**THE PROBLEM:**
In the listing below, find each line containing "queried" and report it.

**DATA UNDER STUDY:**
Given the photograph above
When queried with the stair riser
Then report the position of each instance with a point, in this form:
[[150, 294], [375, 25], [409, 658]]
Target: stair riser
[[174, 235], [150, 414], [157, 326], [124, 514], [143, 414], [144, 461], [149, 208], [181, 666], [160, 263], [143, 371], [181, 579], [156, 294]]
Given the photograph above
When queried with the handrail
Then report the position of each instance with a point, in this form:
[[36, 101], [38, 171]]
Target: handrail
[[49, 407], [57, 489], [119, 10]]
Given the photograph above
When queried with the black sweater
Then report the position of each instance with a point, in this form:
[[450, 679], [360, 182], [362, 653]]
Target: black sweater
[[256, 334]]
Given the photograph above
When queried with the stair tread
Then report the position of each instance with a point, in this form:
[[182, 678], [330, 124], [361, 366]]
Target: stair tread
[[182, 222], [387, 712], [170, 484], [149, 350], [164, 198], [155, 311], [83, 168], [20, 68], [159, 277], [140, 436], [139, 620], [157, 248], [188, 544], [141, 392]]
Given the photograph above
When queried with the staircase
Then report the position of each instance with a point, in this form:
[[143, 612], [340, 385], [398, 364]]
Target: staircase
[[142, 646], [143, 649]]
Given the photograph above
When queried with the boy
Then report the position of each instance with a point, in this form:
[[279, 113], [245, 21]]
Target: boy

**EXERCISE RESPONSE:**
When queried with the stair riser
When queried with the handrail
When queried with the black sweater
When queried with the stair tread
When queried with the staircase
When queried with the boy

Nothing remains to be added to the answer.